-- What you need to do --
Starting with the line that contains "Search the above image for: grill surface", reproduce each line through the end of the entries exactly as written.

-- Source records --

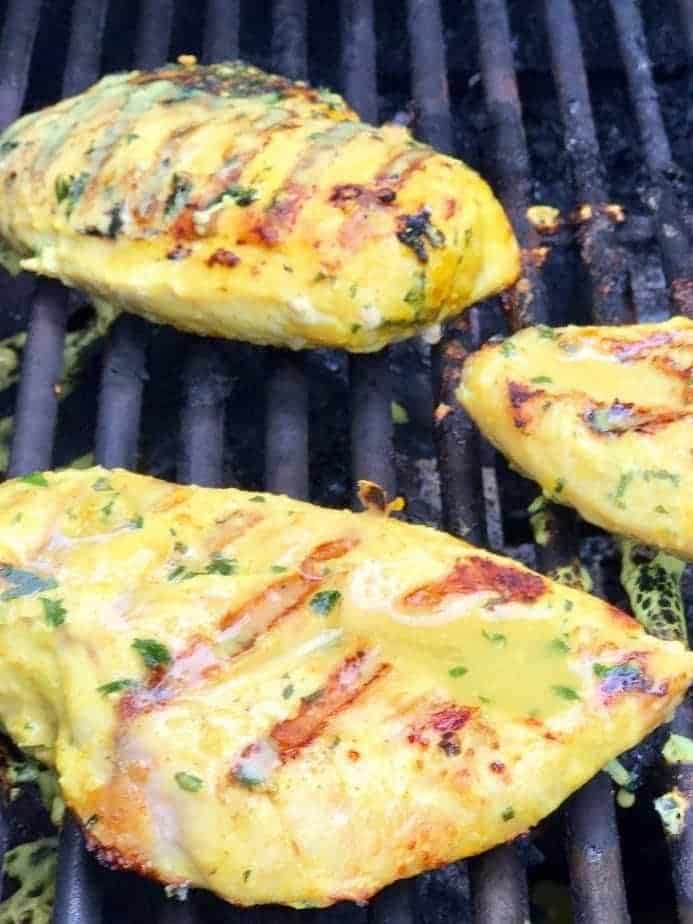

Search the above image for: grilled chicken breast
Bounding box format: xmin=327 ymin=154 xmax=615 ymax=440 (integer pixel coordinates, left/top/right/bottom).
xmin=0 ymin=469 xmax=693 ymax=907
xmin=0 ymin=59 xmax=519 ymax=352
xmin=458 ymin=317 xmax=693 ymax=559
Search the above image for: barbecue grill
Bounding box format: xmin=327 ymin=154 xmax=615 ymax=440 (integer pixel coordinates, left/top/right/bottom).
xmin=0 ymin=0 xmax=693 ymax=924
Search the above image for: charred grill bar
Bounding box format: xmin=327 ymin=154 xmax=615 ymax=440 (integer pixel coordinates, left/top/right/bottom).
xmin=0 ymin=0 xmax=693 ymax=924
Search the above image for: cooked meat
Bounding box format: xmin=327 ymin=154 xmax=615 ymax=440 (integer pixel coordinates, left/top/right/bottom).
xmin=0 ymin=469 xmax=693 ymax=908
xmin=458 ymin=317 xmax=693 ymax=558
xmin=0 ymin=59 xmax=519 ymax=352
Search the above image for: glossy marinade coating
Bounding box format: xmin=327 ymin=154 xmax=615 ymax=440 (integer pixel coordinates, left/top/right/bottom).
xmin=458 ymin=317 xmax=693 ymax=559
xmin=0 ymin=59 xmax=519 ymax=351
xmin=0 ymin=469 xmax=693 ymax=907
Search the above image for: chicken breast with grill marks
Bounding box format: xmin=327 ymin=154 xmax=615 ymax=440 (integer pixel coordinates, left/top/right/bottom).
xmin=0 ymin=469 xmax=693 ymax=908
xmin=0 ymin=59 xmax=519 ymax=352
xmin=458 ymin=317 xmax=693 ymax=559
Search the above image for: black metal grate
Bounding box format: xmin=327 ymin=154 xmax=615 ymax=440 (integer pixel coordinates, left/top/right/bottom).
xmin=0 ymin=0 xmax=693 ymax=924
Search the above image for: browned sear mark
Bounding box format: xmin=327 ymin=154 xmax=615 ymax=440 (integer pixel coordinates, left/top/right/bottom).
xmin=404 ymin=555 xmax=548 ymax=609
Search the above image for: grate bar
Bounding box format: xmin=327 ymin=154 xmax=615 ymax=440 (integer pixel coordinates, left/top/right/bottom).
xmin=134 ymin=0 xmax=175 ymax=70
xmin=178 ymin=340 xmax=230 ymax=487
xmin=7 ymin=280 xmax=68 ymax=477
xmin=544 ymin=0 xmax=629 ymax=324
xmin=0 ymin=0 xmax=41 ymax=126
xmin=62 ymin=0 xmax=108 ymax=97
xmin=94 ymin=315 xmax=149 ymax=469
xmin=202 ymin=0 xmax=241 ymax=62
xmin=610 ymin=0 xmax=693 ymax=317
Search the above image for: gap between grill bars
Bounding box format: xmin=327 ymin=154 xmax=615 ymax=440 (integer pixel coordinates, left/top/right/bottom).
xmin=0 ymin=0 xmax=693 ymax=924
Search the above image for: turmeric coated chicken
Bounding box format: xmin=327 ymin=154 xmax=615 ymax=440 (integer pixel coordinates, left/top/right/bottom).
xmin=458 ymin=317 xmax=693 ymax=559
xmin=0 ymin=469 xmax=693 ymax=908
xmin=0 ymin=57 xmax=519 ymax=352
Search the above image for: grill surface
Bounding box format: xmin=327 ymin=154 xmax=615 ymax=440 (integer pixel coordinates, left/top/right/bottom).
xmin=0 ymin=0 xmax=693 ymax=924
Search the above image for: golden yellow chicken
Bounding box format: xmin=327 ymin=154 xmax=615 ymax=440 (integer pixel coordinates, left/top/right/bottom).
xmin=458 ymin=317 xmax=693 ymax=559
xmin=0 ymin=469 xmax=693 ymax=908
xmin=0 ymin=58 xmax=519 ymax=352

-- Task answer --
Search the above image for: grill surface
Bounding box format: xmin=327 ymin=154 xmax=615 ymax=440 (integer pixel coordinates, left/top/right/bottom).
xmin=0 ymin=0 xmax=693 ymax=924
Search the above image for: golden yellow chicken
Bounding box format: xmin=327 ymin=154 xmax=615 ymax=440 (integer pixel coordinates, left/top/right/bottom).
xmin=458 ymin=317 xmax=693 ymax=559
xmin=0 ymin=469 xmax=693 ymax=908
xmin=0 ymin=58 xmax=519 ymax=352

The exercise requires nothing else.